Entries on locating named things
%%
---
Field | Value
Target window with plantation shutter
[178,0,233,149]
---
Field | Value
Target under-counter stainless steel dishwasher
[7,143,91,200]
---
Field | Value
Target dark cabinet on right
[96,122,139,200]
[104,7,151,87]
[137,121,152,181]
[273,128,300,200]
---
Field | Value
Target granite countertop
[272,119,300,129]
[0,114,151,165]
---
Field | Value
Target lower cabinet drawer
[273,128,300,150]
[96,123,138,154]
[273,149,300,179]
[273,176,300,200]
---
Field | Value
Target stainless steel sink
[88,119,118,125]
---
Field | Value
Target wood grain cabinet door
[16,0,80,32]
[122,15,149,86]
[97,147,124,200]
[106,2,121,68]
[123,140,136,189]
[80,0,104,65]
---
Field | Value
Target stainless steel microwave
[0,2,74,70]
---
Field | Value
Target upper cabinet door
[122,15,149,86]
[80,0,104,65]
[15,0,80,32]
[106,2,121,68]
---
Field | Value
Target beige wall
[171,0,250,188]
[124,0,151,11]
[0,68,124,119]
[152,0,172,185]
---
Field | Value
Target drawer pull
%%
• _REQUIREMENT_: Turn every line of the entries above into a numbered list, leaving out any blank lines.

• _RESPONSE BELOW_:
1. ---
2. Field | Value
3. Target window with plantation shutter
4. [178,0,233,149]
5. ---
6. Field | Value
7. Target under-counter stainless steel dishwasher
8. [7,143,91,200]
9. ---
10. Field | Value
11. Target dark cabinet on right
12. [96,122,139,200]
13. [104,7,151,87]
14. [137,121,152,181]
15. [273,128,300,200]
16. ---
17. Field | Value
18. Target granite countertop
19. [272,119,300,129]
20. [0,114,151,165]
21. ---
22. Field | Value
23. Target lower cabinet drawer
24. [273,128,300,150]
25. [96,123,138,154]
26. [273,149,300,179]
27. [273,176,300,200]
28. ---
29. Field | Value
30. Target stainless steel sink
31. [88,119,118,125]
32. ---
33. Field | Value
34. Target wood grain cabinet door
35. [16,0,80,32]
36. [122,15,149,86]
37. [97,147,124,200]
38. [106,2,121,68]
39. [123,140,136,189]
40. [80,0,104,65]
41. ---
42. Field | Value
43. Target stainless steel microwave
44. [0,2,74,70]
45. ---
46. Field | Value
47. Target upper cabinet door
48. [122,15,149,86]
49. [80,0,104,65]
50. [15,0,80,32]
51. [106,2,121,68]
52. ---
53. Field | Value
54. Target beige wall
55. [171,0,250,188]
56. [124,0,151,11]
57. [0,68,124,119]
58. [152,0,172,185]
59. ---
60. Field | Value
61. Target drawer pull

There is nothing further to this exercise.